-- begin Text segment --
A 20-minute walk through a tree fern forest takes you through a lava tube that is illuminated during daytime hours. Our kids loved this one and its an easy trail. The parking lot fills up fast, so try to go early in the morning or after 4pm, or park at the Kīlauea Iki Lookout which is a short walk over.

End your first day at Devastation Trail — a short, easy half-mile walk that is stroller and wheelchair accessible and shows you an area blanketed in volcanic cinders from the 1959 eruption. Life is slowly reclaiming the landscape and the visual is striking. Don’t forget to ask about the Junior Ranger program — our kids earned their badges during our visit and it was a great way to keep them engaged throughout the day.
Day Two: Chain of Craters Road
Dedicate your second day entirely to Chain of Craters Road and the lower elevations of the park. This 18-mile road descends nearly 4,000 feet from the summit to the coast and is one of the most dramatic scenic drives I’ve ever done. You’ll pass a string of massive pit craters along the way and the views get more and more jaw-dropping the further down you go.

Stop at the Puʻuloa Petroglyphs trail about two-thirds of the way down. It’s an easy out-and-back trail off the lower elevations of Chain of Craters Road that leads across a barren lava flow to a short boardwalk where visitors can see ancient Hawaiian petroglyphs carved into the lava rock. The archaeological site boasts more than 23,000 petroglyphs — the largest collection in Hawaiʻi — with motifs of circles, canoe sails, human forms, and other geometric shapes.
-- end Text segment --
-- begin Dataset records --
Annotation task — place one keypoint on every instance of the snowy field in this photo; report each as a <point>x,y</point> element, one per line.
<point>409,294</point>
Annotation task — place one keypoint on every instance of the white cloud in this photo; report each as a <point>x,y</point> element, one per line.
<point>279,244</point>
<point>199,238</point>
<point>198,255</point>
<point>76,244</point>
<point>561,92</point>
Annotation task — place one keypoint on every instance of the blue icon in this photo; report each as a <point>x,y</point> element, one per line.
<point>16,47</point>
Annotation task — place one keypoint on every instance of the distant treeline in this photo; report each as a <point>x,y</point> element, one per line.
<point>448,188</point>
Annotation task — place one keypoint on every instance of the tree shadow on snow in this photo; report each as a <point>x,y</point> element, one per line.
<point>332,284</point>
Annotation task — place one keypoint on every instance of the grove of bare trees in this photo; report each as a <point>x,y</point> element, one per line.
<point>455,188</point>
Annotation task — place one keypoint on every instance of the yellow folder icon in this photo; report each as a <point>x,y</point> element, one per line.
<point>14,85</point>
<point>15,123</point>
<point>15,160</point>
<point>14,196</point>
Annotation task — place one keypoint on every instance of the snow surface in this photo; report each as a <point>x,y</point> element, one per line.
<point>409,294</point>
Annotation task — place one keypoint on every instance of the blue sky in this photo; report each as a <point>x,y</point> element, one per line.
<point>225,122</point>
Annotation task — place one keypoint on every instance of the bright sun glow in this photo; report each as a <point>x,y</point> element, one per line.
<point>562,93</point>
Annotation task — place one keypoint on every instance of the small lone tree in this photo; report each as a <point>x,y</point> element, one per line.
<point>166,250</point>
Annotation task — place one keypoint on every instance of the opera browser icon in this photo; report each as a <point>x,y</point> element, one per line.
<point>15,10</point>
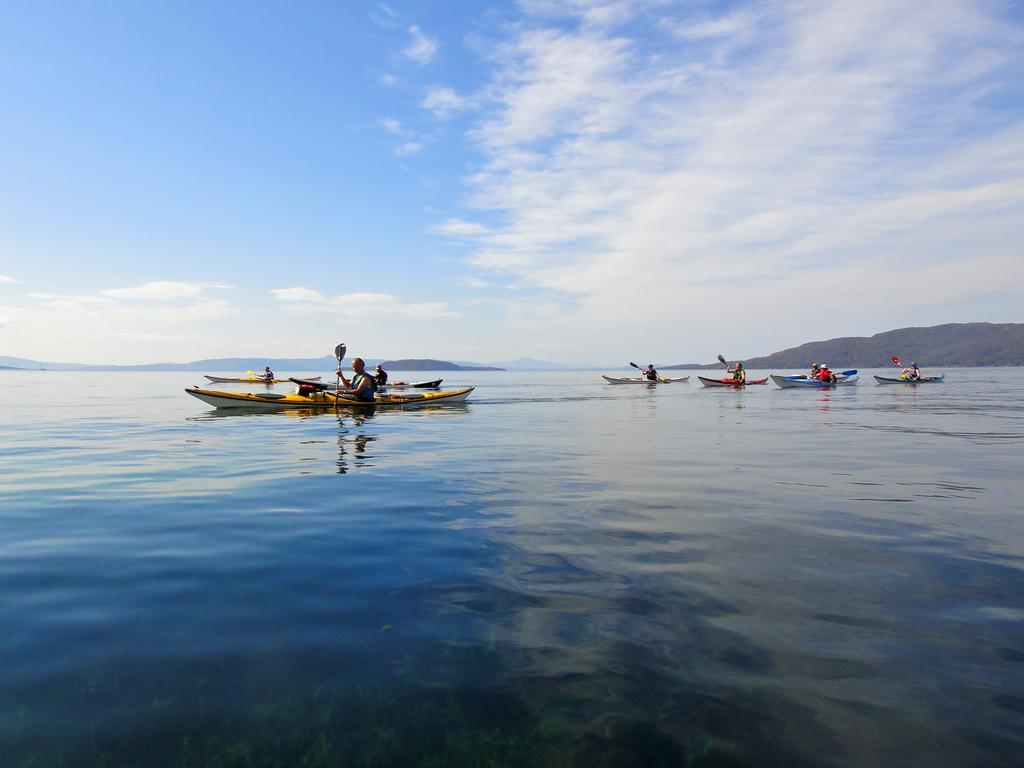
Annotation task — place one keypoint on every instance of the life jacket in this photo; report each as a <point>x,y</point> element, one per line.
-- end Dataset records --
**Challenges**
(1) In the park travel text, how many petroglyphs does the archaeological site on the Puʻuloa Petroglyphs trail have?
(2) Render part of the listing as a Markdown table with the columns Row and Line, leaving out any blank lines. Begin at the line of the listing that has "of the yellow" and stop after the line that has "<point>14,196</point>".

**Written answers**
(1) More than 23,000 petroglyphs.

(2)
| Row | Line |
|---|---|
| 1 | Annotation task — place one keypoint on every instance of the yellow folder icon in this photo; report each as a <point>x,y</point> element, one per line. |
| 2 | <point>14,85</point> |
| 3 | <point>15,123</point> |
| 4 | <point>15,160</point> |
| 5 | <point>14,196</point> |